*Extrait du document*.

******

La Pro : du trottoir au super-héroïsme



Petit coup d'oeil sur une parodie décapante signée par un auteur habitué à ne pas faire dans la dentelle : La Pro. Moins de 18 ans s'abstenir.

C'est une prostituée. Elle a un gosse à nourrir, des clients à satisfaire et une vie passablement glauque. Un jour, un être cosmique souhaitant mener une petite expérience sur l'héroïsme va la doter de super-pouvoirs. Elle est maintenant plus rapide, plus forte, elle peut voler... mais est-ce suffisant pour changer vraiment ?
En rejoignant la Ligue d'Honneur, elle va être confrontée à un autre monde, policé et respectable en apparence mais loin d'être parfait. Peut-on changer de vie en endossant un autre costume ? En a-t-elle seulement envie ?

C'est Garth Ennis que l'on retrouve au scénario de cet album datant de 2003. Si le scénariste est parfois considéré comme un spécialiste du trash, l'on voit tout de même ici, derrière les scènes osées et les gros mots, poindre une vision anticonformiste et acide qu'il confirmera dans d'autres œuvres comme The Boys (très proche au niveau de la thématique) ou Preacher.
Les dessins, de fort bonne facture, sont l'œuvre d'Amanda Conner.

******

*Travail demandé*.
1. Répondez aux questions suivantes sur l'article consacré à La Pro.
(a) Qui signe le scénario de l'album ?
(b) Quelle organisation l'héroïne rejoint-elle ?
(c) Qui a réalisé les dessins ?
2. Réécrivez le passage de l'article sur La Pro allant de « Petit coup d'oeil » à « seulement envie ? » en remplaçant « gosse » par « enfant ».
3. Reprenez l'article sur La Pro là où il s'interrompt et poursuivez-le.

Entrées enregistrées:
******

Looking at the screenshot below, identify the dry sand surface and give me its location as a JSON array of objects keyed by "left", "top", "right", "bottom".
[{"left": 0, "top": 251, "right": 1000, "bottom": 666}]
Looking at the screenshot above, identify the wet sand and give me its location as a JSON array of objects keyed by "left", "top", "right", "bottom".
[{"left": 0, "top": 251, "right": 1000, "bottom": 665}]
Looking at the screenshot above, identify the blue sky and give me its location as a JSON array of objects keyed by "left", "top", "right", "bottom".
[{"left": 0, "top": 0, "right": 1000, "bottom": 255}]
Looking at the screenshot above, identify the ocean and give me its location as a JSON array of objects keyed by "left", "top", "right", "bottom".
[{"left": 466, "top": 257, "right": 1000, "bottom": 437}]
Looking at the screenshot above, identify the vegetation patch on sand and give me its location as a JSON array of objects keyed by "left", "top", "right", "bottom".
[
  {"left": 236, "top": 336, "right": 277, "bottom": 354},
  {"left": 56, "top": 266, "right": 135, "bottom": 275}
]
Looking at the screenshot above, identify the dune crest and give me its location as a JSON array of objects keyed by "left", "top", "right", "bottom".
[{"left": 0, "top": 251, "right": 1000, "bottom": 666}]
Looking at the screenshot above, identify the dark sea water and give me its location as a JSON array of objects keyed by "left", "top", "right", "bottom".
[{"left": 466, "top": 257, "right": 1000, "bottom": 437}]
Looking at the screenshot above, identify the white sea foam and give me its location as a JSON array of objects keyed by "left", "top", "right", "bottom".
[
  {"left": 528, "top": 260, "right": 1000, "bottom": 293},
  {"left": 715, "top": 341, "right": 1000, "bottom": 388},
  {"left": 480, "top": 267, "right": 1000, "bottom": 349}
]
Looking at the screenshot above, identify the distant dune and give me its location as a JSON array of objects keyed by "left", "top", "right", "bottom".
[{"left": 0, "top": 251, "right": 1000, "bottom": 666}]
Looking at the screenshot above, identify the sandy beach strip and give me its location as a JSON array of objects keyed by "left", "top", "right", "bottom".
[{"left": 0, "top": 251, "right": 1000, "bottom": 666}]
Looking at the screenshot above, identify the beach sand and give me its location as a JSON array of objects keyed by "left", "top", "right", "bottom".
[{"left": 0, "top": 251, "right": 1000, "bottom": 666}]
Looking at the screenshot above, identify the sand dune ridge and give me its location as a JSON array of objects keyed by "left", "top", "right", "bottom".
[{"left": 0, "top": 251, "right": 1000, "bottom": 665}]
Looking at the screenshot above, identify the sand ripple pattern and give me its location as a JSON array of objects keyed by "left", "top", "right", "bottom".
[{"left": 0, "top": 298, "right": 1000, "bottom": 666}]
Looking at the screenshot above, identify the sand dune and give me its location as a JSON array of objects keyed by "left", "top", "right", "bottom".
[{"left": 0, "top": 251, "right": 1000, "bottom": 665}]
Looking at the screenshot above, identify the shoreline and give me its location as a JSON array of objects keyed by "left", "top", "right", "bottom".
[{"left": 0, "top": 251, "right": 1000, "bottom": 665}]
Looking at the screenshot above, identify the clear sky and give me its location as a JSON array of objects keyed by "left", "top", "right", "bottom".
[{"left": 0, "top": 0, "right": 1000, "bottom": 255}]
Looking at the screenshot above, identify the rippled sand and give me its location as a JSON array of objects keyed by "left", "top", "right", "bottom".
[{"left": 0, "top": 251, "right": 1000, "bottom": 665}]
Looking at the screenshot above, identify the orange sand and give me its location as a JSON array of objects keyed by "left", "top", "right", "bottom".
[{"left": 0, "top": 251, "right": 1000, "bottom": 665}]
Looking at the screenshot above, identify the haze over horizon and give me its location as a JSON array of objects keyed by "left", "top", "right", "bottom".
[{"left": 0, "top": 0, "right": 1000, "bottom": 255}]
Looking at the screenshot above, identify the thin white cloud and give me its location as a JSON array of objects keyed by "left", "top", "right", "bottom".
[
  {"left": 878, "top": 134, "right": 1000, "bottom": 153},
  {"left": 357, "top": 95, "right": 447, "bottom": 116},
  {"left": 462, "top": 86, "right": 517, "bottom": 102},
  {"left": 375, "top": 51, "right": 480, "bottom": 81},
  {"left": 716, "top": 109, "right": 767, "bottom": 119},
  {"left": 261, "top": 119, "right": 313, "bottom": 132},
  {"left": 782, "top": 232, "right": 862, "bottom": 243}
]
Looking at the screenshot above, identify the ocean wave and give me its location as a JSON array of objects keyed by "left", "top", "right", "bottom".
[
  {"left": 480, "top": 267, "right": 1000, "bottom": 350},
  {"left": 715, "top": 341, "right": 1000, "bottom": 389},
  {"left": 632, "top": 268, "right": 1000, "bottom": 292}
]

******

*Liste des réponses*.
1.
(a) Garth Ennis.
(b) La Ligue d'Honneur.
(c) Amanda Conner.

2.
Petit coup d'oeil sur une parodie décapante signée par un auteur habitué à ne pas faire dans la dentelle : La Pro. Moins de 18 ans s'abstenir.

C'est une prostituée. Elle a un enfant à nourrir, des clients à satisfaire et une vie passablement glauque. Un jour, un être cosmique souhaitant mener une petite expérience sur l'héroïsme va la doter de super-pouvoirs. Elle est maintenant plus rapide, plus forte, elle peut voler... mais est-ce suffisant pour changer vraiment ?
En rejoignant la Ligue d'Honneur, elle va être confrontée à un autre monde, policé et respectable en apparence mais loin d'être parfait. Peut-on changer de vie en endossant un autre costume ? En a-t-elle seulement envie ?

3.
L'entrée en matière est directe, avec une scène explicite décrivant les "conditions de travail" de l'héroïne principale. Très vite, l'on bascule dans la franche parodie avec une Ligue d'Honneur s'inspirant des personnages de DC Comics. Le Saint campe un Superman propret et quelque peu niais, Le King et le Sous-Fifre forment un duo très tendancieux librement inspiré de Batman & Robin, Le Citron Vert remplace Green Lantern dans un style très hip-hop, bref, tout le monde en prend pour son grade, Wonder Woman et Flash ayant également leurs pendants.


La Pro, sous la plume de Garth Ennis.


— La prochaine fois que je dis merde ou putain ou trou du cul ou bite, jetez un coup d'oeil par la fenêtre. Je vous parie cinquante dollars que le monde ne s'arrête pas de tourner.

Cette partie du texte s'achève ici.